## Problems and tasks
(1) In the discussion of NSA encryption backdoors, what year did two Microsoft cryptographers discover the weakness?
(2) Pick up the discussion of NSA encryption backdoors after its final line and keep it going.

## Document section
Yes, from the New York Times:

Classified N.S.A. memos appear to confirm that the fatal weakness, discovered by two Microsoft cryptographers in 2007, was engineered by the agency. The N.S.A. wrote the standard and aggressively pushed it on the international group, privately calling the effort “a challenge in finesse.”

“Eventually, N.S.A. became the sole editor,” the memo says.


The presentation on the vulnerability, from the two Microsoft employees, for those interested: http://rump2007.cr.yp.to/15-shumow.pdf

Amusingly, from the PDF:

> WHAT WE ARE NOT SAYING:

> NIST intentionally put a back door in this PRNG

:)


The NYT piece today had different redactions than the Guardian, showing the NSA may have done this with commercial VPN ASICs.

The Times includes "Complete enabling for [XXXXXXX] encryption chips used in Virtual Private Network and Web encryption devices." http://www.nytimes.com/interactive/2013/09/05/us/documents-r...

(compare to http://www.theguardian.com/world/interactive/2013/sep/05/sig... )


There is some precedent for the NSA backdoors in commercial VPNs ...

## Data excerpts
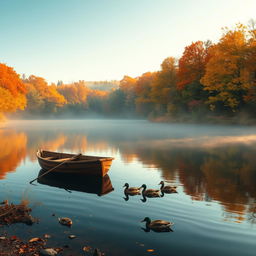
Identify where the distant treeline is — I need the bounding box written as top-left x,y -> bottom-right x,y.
0,22 -> 256,122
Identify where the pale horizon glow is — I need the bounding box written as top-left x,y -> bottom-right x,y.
0,0 -> 256,83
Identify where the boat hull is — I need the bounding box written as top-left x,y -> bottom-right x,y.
37,151 -> 114,177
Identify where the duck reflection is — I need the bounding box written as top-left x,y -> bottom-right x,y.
37,170 -> 114,196
141,217 -> 174,233
123,183 -> 141,201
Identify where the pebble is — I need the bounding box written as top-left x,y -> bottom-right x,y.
40,248 -> 58,256
59,217 -> 72,227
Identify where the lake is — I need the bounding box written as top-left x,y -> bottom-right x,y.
0,120 -> 256,256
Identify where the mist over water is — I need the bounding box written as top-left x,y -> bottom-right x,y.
0,120 -> 256,256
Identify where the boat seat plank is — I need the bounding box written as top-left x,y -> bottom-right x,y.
54,157 -> 72,162
44,156 -> 55,160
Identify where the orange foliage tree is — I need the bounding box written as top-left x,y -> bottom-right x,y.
57,81 -> 89,105
24,75 -> 67,112
201,24 -> 256,111
0,63 -> 26,116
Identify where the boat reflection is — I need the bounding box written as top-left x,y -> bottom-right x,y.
37,170 -> 114,196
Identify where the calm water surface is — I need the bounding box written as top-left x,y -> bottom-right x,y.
0,120 -> 256,256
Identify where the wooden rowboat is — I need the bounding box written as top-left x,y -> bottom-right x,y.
37,170 -> 114,196
36,150 -> 114,177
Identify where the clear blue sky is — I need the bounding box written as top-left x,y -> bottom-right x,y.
0,0 -> 256,82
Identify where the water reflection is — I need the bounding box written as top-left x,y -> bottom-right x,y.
0,130 -> 27,179
37,170 -> 114,196
0,121 -> 256,222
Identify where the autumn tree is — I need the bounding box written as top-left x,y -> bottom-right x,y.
135,72 -> 155,116
119,76 -> 137,113
201,24 -> 255,111
177,41 -> 211,112
24,75 -> 67,113
0,63 -> 26,119
150,57 -> 177,114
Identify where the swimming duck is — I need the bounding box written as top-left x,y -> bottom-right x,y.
158,181 -> 178,194
141,217 -> 174,232
141,184 -> 160,197
124,183 -> 141,196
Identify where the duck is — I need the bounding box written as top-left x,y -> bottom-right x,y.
141,184 -> 160,197
158,181 -> 178,194
141,217 -> 174,232
124,183 -> 141,196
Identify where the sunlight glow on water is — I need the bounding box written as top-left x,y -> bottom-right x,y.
0,120 -> 256,256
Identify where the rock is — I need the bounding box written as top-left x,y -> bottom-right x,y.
40,248 -> 58,256
59,217 -> 72,227
92,248 -> 103,256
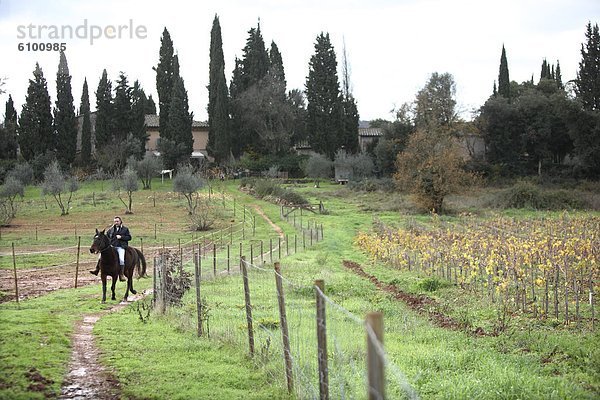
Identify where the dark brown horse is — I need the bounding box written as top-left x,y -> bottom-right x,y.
90,229 -> 146,303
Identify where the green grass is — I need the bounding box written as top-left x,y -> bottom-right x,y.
0,285 -> 118,399
0,181 -> 600,399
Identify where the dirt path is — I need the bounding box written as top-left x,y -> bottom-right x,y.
58,289 -> 152,400
253,204 -> 285,238
342,260 -> 494,336
0,261 -> 100,302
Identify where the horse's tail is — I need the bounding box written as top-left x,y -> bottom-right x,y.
135,249 -> 148,278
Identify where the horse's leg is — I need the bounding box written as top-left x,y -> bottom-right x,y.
102,274 -> 106,303
110,273 -> 119,300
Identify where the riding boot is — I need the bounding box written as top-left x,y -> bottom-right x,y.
90,261 -> 100,276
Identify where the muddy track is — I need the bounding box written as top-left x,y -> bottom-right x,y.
343,260 -> 490,336
58,289 -> 152,400
0,261 -> 100,303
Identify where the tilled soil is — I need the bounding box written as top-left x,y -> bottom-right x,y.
0,261 -> 100,302
343,260 -> 486,336
58,290 -> 152,400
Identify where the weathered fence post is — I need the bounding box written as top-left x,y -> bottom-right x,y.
11,242 -> 19,304
275,262 -> 294,394
192,244 -> 203,336
315,280 -> 329,400
152,256 -> 158,307
240,257 -> 254,357
366,312 -> 385,400
227,245 -> 230,274
213,242 -> 217,276
75,236 -> 81,289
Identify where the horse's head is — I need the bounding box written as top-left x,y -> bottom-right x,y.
90,229 -> 110,254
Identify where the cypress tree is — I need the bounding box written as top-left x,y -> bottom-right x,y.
95,69 -> 114,146
498,45 -> 510,99
575,22 -> 600,111
155,28 -> 174,138
4,94 -> 17,125
18,63 -> 56,161
0,95 -> 18,160
554,60 -> 565,89
269,41 -> 287,91
54,51 -> 77,166
306,32 -> 343,159
207,15 -> 231,162
113,72 -> 132,143
242,23 -> 269,91
341,43 -> 360,153
161,76 -> 194,168
131,80 -> 148,159
79,79 -> 92,165
144,95 -> 156,115
229,57 -> 244,157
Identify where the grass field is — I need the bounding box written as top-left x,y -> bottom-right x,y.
0,178 -> 600,399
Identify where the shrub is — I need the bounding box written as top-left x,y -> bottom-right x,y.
500,181 -> 584,210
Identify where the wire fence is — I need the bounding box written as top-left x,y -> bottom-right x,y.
154,212 -> 418,399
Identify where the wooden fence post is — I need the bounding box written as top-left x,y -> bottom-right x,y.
11,242 -> 19,305
152,256 -> 158,307
213,242 -> 217,276
192,244 -> 203,336
240,257 -> 254,357
75,236 -> 81,289
315,280 -> 329,400
366,312 -> 385,400
275,262 -> 294,394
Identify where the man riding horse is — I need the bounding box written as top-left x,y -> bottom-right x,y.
90,216 -> 131,282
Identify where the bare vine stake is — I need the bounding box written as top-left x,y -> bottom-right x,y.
213,243 -> 217,276
12,242 -> 19,305
367,312 -> 385,400
275,262 -> 294,394
75,236 -> 81,289
192,244 -> 203,336
240,257 -> 254,357
315,280 -> 329,400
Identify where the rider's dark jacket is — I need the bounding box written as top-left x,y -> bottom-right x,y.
106,225 -> 131,249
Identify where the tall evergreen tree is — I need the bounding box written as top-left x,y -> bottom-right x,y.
207,15 -> 231,162
95,69 -> 114,146
113,72 -> 132,143
0,95 -> 18,160
79,79 -> 92,166
131,80 -> 148,160
341,43 -> 360,153
144,95 -> 156,115
155,28 -> 175,138
242,23 -> 269,90
269,41 -> 287,89
229,57 -> 244,158
54,51 -> 77,166
575,22 -> 600,111
4,94 -> 17,125
160,76 -> 194,168
306,32 -> 343,159
18,63 -> 56,161
498,45 -> 510,99
554,60 -> 565,89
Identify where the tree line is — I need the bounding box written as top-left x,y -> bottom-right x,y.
0,19 -> 600,214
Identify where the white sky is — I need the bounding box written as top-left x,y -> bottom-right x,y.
0,0 -> 600,120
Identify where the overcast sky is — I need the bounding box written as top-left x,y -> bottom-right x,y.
0,0 -> 600,120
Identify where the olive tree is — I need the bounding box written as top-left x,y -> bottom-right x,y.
114,166 -> 139,214
173,165 -> 204,215
304,154 -> 333,187
0,176 -> 25,219
42,160 -> 79,215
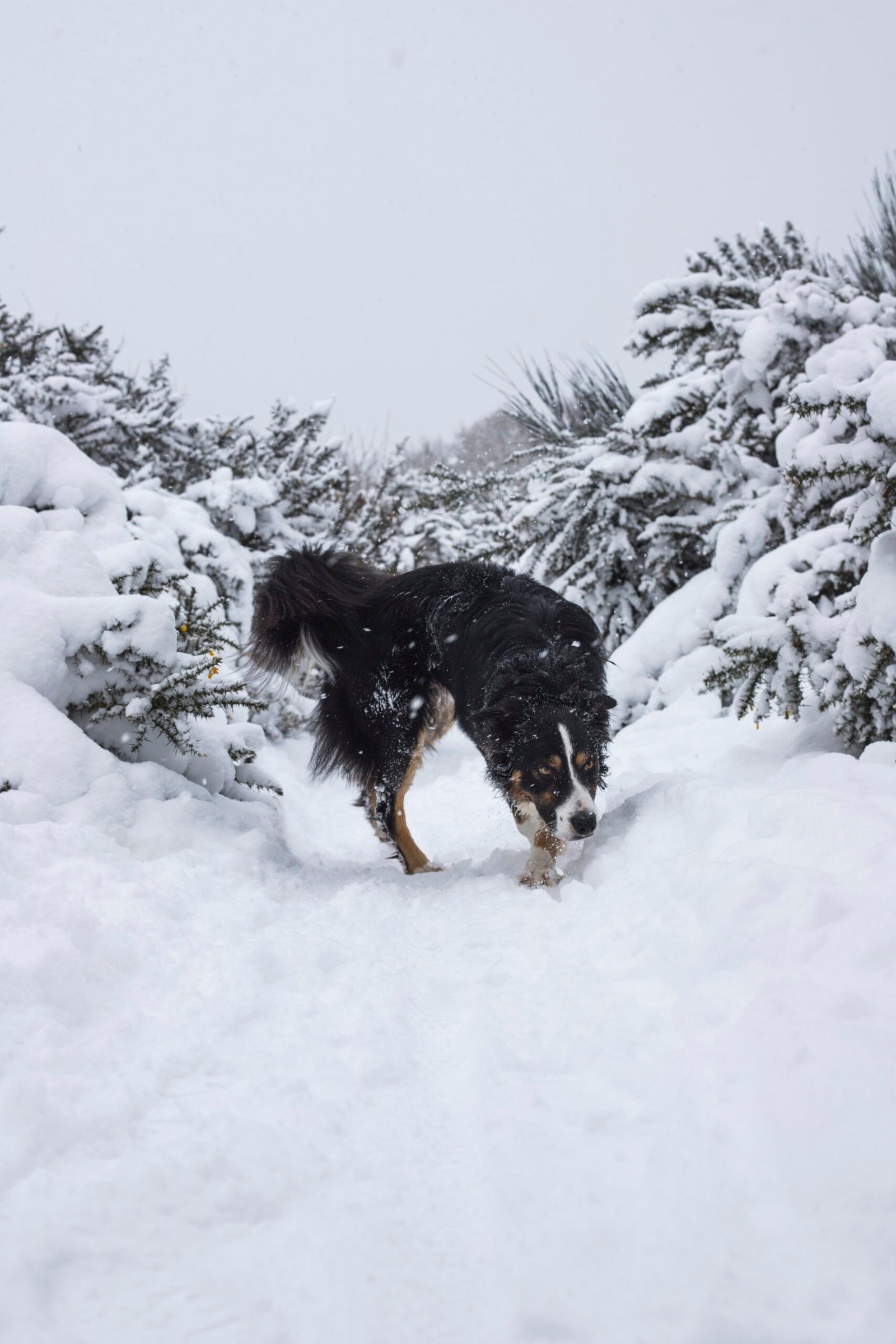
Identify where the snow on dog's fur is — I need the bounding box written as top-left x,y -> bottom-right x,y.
250,547 -> 614,886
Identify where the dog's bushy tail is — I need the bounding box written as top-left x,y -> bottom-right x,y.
247,545 -> 385,676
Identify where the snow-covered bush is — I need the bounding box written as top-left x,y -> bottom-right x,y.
0,423 -> 277,797
711,295 -> 896,745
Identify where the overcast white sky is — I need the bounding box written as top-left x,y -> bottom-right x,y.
0,0 -> 896,440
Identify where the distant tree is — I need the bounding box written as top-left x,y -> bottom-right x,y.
846,155 -> 896,298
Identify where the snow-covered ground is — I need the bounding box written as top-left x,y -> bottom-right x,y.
0,695 -> 896,1344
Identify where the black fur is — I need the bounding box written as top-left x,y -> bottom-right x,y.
250,547 -> 614,871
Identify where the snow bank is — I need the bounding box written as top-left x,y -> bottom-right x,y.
0,710 -> 896,1344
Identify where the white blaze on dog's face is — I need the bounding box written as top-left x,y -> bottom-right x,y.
553,723 -> 598,840
512,719 -> 598,840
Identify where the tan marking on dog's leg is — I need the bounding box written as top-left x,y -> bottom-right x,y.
392,742 -> 439,876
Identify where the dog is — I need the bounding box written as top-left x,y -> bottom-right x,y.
249,547 -> 615,887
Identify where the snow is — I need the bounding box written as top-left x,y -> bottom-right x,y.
0,696 -> 896,1344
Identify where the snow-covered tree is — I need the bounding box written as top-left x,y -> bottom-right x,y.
711,290 -> 896,743
0,423 -> 277,797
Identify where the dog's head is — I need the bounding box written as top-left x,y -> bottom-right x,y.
489,696 -> 614,840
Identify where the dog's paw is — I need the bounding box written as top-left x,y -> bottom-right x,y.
517,868 -> 560,887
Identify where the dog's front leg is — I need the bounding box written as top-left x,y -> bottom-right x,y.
513,808 -> 566,887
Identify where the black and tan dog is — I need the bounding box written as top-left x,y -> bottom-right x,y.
250,547 -> 615,886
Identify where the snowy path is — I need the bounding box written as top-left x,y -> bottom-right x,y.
0,700 -> 896,1344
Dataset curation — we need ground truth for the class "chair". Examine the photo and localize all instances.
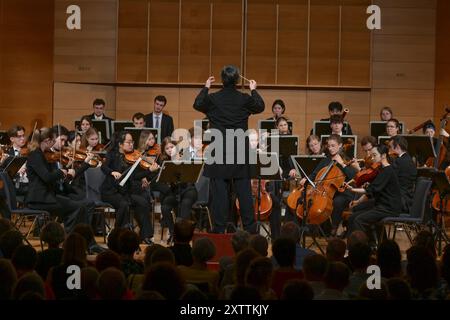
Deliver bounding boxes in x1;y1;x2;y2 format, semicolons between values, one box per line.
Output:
192;176;212;231
380;177;432;244
0;172;50;242
84;168;115;243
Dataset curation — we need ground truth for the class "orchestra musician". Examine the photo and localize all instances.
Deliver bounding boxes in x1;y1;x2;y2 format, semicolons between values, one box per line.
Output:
346;145;402;235
158;137;197;243
25;128;90;233
380;107;394;121
100;131;158;245
194;65;265;233
300;134;359;236
390;136;417;212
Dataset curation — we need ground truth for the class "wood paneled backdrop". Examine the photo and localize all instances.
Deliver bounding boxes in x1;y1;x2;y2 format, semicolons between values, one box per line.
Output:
0;0;449;157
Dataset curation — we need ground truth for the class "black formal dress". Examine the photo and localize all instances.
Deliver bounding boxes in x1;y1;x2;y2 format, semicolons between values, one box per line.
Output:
100;150;154;240
194;86;265;233
25;149;89;233
348;165;402;234
392;153;417;212
144;112;174;141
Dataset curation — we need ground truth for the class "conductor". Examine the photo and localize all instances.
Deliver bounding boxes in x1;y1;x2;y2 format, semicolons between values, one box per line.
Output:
194;65;264;233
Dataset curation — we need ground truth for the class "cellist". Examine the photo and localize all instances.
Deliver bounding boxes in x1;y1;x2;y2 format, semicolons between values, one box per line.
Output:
300;134;359;236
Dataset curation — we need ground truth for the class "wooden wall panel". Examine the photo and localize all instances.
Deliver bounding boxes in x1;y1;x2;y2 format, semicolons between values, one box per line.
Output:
54;0;117;82
276;0;308;85
179;0;211;83
148;0;180;83
308;0;339;86
339;0;371;86
0;0;54;132
117;0;148;82
244;0;277;84
211;0;244;80
53;82;116;129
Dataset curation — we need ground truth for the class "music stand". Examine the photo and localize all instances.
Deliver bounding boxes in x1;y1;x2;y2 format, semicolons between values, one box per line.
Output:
291;156;326;254
111;120;134;134
125;127;161;149
313;120;348;137
250;152;282;238
92;119;111;144
320;135;358;159
258;119;294;132
3;157;27;179
156;161;203;219
370;121;405;138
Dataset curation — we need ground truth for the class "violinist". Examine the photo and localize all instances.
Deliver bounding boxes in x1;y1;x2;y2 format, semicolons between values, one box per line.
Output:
2;125;28;196
100;131;158;245
300;134;359;236
390;136;417;212
346;145;402;236
25;128;90;233
380;107;394;121
159;137;197;243
267;99;286;121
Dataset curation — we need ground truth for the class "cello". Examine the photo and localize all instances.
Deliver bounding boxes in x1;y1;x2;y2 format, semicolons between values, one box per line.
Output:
296;161;345;225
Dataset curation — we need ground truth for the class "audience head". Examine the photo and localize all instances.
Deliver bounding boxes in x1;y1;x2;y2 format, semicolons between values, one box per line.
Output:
231;230;250;255
272;237;295;268
173;219;194;243
11;244;37;274
0;230;23;259
95;250;121;272
97;268;127;300
281;279;314;300
62;233;87;267
119;230;140;256
40;221;66;248
142;262;186;300
377;240;402;279
324;262;350;291
192;238;216;263
249;234;269;257
13;273;45;300
326;238;347;262
386;278;411;300
302;254;328;281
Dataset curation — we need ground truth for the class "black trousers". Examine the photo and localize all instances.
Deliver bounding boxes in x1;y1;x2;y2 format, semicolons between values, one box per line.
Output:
28;195;92;234
102;193;153;240
161;187;197;234
210;178;256;233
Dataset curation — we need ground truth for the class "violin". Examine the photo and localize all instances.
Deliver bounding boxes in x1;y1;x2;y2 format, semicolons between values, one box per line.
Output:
125;150;157;170
236;179;272;221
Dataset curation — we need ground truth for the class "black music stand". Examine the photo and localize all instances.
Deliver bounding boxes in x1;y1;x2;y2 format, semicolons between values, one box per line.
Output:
292;156;326;254
3;157;27;179
156;161;203;220
400;134;437;166
250;152;282;239
429;171;450;255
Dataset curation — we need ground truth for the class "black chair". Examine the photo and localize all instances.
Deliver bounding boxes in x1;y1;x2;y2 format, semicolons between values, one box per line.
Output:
0;172;50;242
84;168;115;243
192;176;212;231
380;177;432;244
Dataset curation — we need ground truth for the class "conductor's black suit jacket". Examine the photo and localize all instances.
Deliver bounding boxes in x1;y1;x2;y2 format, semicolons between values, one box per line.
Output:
194;87;264;179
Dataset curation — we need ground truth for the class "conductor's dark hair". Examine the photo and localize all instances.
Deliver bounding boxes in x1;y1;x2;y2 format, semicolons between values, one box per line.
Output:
392;136;408;151
272;99;286;114
92;98;106;106
328;101;343;111
220;65;239;87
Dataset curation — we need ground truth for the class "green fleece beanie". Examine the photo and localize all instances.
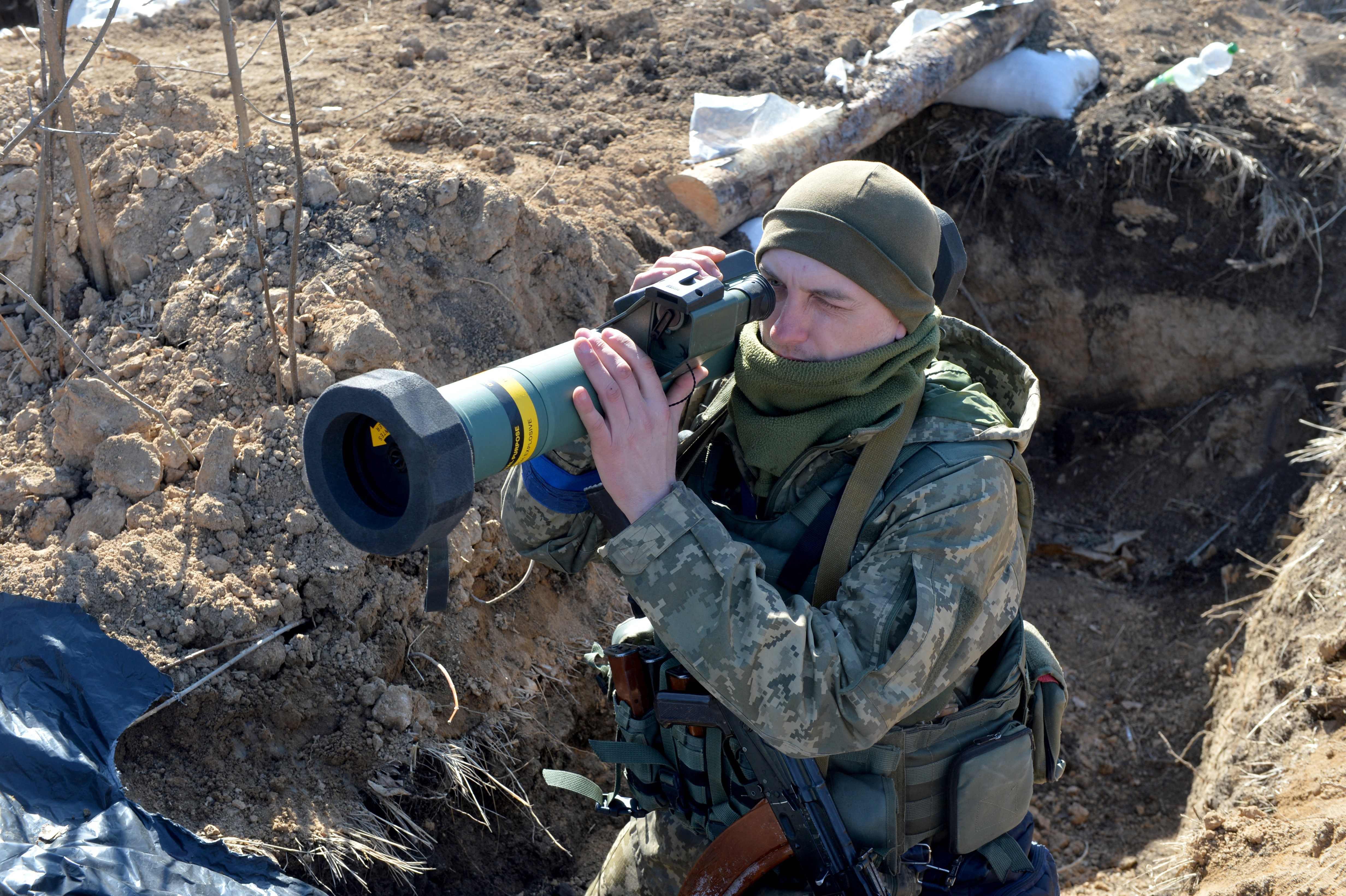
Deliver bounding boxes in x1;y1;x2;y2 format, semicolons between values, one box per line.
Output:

## The replies
(1) 2007

(2)
http://www.schneier.com/blog/archives/2008/01/nsa_backdoors_...

Backdoors were found in the devices/software sold to many governments, used by embassies and consulates all over the world.


Also keep an eye on http://cryptome.org. It looks like they're keeping track of redactions as well.


How did the difference come about? Did the Times and Guardian redact the documents themselves?


Yes. According to Reuters:

"The New York Times and ProPublica said they were asked not to publish their findings by intelligence officials who argued that their foreign targets might switch to newer forms of encryption or communications if the NSA tactics were revealed. 'Some specific facts' were removed, the New York Times said. The articles do not say which mainstream encryption systems have been effectively broken."

http://www.reuters.com/article/2013/09/05/net-us-usa-securit...



You don't even need to ask if the NSA broke the encryption to answer the question "Is this standard effectively compromised and not suitable for use?"

Based on what we already know, keeping in mind the goal of encryption in the first place, the answer is "yes."

But it is also a decent assumption to think that it is precisely the NSA that has broken the standard in light of the recent reporting by the NYT.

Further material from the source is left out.